TEXT PASSAGE:
+--

Well here I am, pissing on sticks again.

It’s been an interesting week, to say the least. I found out my sister in law was pregnant and had a meltdown and decided it wasn’t meant for me to ever get pregnant again. Then, she goes to the ER for cramps and finds out its an ectopic pregnancy and ends up in surgery at 1 a.m. I am absolutely heartbroken for her, and slightly terrified of the same thing happening to me if I do get pregnant again. There are literally a million things that can go wrong and end a pregnancy. It’s mind boggling and I would be lieing if I said I wasn’t scared about it. I’ve been beyond blessed to have had 1 pregnancy that resulted in a happy healthy baby 39 weeks later, and I feel like I’m pushing my luck… Does that make sense?

+--

RECORD EXCERPTS:
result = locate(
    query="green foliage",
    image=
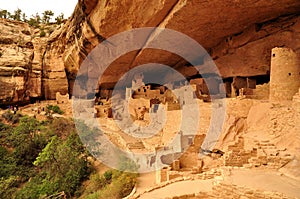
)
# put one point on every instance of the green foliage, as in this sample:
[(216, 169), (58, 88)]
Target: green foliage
[(53, 108), (10, 117), (120, 185), (8, 187), (64, 164)]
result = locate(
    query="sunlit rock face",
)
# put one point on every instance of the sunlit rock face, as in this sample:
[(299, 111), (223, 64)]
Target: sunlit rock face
[(239, 36)]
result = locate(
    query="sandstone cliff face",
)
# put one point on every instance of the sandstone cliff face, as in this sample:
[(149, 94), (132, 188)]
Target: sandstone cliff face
[(16, 72), (239, 36), (26, 69)]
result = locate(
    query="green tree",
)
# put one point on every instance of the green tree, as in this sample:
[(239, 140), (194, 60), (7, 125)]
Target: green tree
[(64, 164), (47, 15)]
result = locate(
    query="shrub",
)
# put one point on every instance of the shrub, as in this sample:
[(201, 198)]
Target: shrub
[(10, 117)]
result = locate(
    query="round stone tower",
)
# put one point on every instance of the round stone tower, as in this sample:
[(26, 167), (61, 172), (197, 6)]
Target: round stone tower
[(285, 74)]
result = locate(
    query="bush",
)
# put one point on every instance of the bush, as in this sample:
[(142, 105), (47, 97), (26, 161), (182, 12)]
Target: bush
[(10, 117)]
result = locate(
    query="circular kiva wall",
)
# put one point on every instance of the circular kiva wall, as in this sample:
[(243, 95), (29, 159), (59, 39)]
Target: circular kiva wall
[(285, 74)]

+--

PROMPT A: Turn the paragraph of the pregnancy post that begins "It’s been an interesting week" into a short bulleted list that keeps its main facts.
PROMPT B: Pick up the pregnancy post after its final sentence and write one more paragraph in the same voice.
The listing after the pregnancy post is not needed for this work.

EXERCISE RESPONSE A:
- This week the writer learned that a sister-in-law was pregnant, had a meltdown, and decided that another pregnancy was never meant to be.
- The sister-in-law then went to the ER with cramps, learned the pregnancy was ectopic, and had surgery at 1 a.m.
- The writer is heartbroken for her and somewhat afraid the same thing could happen in a future pregnancy.
- Countless things can go wrong and end a pregnancy, and the writer admits to being scared.
- The writer has already had one pregnancy that produced a happy, healthy baby at 39 weeks and feels like trying again is pushing that luck.

EXERCISE RESPONSE B:
Anyway, I had my progesterone checked on CD 20 and it was a whopping 6.0. The jury is still out on whether or not that is a level that indicates ovulation in an unmedicated cycle according to my google research. But, I’m going to assume I O’d but not very “strongly” since I did get several positive OPK’s. So now we wait for AF. I’ve tested since 10 DPO and everything has been negative. My boobs are massive and feel like I would imagine porn star boobs feel like, but other than that I don’t really have anything I can call symptoms. It’s not over til it’s over though, right?!